Set problem A
Copy the restricted stock agreement passage word for word from "Employee agrees to" to "relevant taxing authority.".
Set problem B
Write the next part of the restricted stock agreement passage, picking up after its final sentence.

Employee agrees to submit to the Company a copy of any 83(b) Election with
respect to the Restricted Shares immediately upon filing such election with the
relevant taxing authority.

          8.   Escrow.

          (a)  Until a Restricted Share vests, (i) the record address of the
holder of record of such Restricted Share shall be c/o the Secretary of the
Company at the address of the Company's principal executive office, (ii) the
stock certificate representing such Restricted Share shall be held in escrow in
the custody of the Secretary of the Company, duly endorsed in blank or
accompanied by a duly executed stock powers, and (iii) such stock certificate
shall contain the following legend:

         "THE TRANSFER AND REGISTRATION OF TRANSFER OF THE SECURITIES
          REPRESENTED BY THIS CERTIFICATE ARE SUBJECT TO CERTAIN RESTRICTIONS AS
          PROVIDED IN A RESTRICTED STOCK AGREEMENT DATED AS OF JULY 27, 1994 BY
          AND BETWEEN THE CORPORATION AND RONALD W. MATHEWSON."

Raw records
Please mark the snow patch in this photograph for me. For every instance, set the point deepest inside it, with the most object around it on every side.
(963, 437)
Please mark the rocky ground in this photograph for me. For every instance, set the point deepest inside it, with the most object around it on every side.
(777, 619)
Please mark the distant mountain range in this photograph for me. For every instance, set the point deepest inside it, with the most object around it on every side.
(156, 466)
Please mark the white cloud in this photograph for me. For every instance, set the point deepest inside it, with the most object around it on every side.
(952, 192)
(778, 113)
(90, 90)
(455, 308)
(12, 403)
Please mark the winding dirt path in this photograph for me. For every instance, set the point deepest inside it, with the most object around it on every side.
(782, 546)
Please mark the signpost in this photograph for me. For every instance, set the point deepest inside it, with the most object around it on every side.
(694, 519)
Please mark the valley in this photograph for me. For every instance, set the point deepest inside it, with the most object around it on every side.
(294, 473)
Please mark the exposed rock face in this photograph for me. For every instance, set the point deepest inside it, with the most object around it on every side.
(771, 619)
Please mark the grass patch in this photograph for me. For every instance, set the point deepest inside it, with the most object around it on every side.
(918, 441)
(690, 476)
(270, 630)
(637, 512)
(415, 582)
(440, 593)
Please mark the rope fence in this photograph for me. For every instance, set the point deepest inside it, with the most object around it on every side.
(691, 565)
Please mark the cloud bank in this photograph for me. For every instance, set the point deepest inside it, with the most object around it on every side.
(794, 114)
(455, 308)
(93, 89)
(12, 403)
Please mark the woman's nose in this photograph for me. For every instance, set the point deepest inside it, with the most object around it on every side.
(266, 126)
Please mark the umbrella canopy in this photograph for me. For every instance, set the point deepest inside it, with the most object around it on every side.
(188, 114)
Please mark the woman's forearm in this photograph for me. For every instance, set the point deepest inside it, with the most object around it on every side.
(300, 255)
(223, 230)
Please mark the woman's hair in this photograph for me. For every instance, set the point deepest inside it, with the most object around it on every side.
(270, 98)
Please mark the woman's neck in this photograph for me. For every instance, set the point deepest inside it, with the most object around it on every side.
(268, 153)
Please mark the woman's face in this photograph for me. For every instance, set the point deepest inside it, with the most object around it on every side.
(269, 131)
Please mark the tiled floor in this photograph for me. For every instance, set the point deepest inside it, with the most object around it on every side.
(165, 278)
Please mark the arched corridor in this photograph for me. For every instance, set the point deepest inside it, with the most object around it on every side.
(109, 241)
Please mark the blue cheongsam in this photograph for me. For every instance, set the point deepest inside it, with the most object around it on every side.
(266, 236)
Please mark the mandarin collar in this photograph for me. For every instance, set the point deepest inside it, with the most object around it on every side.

Task response A
Employee agrees to submit to the Company a copy of any 83(b) Election with
respect to the Restricted Shares immediately upon filing such election with the
relevant taxing authority.

Task response B
          (b)  From and after the date upon which a Restricted Share vests, the
holder of record of such Restricted Share shall be entitled (provided that
Employee shall have paid the Withholding Liability to the Company pursuant to
Section 6 hereof) to receive the stock certificate representing such Restricted
Share, which stock certificate shall not contain the legend set forth in
subsection (a)(iii) above.

          9.   Voting; Dividends. The holder of record of any Restricted Share
shall be entitled to exercise all voting rights with respect to such share and
to receive all dividends or distributions paid or made with respect thereto.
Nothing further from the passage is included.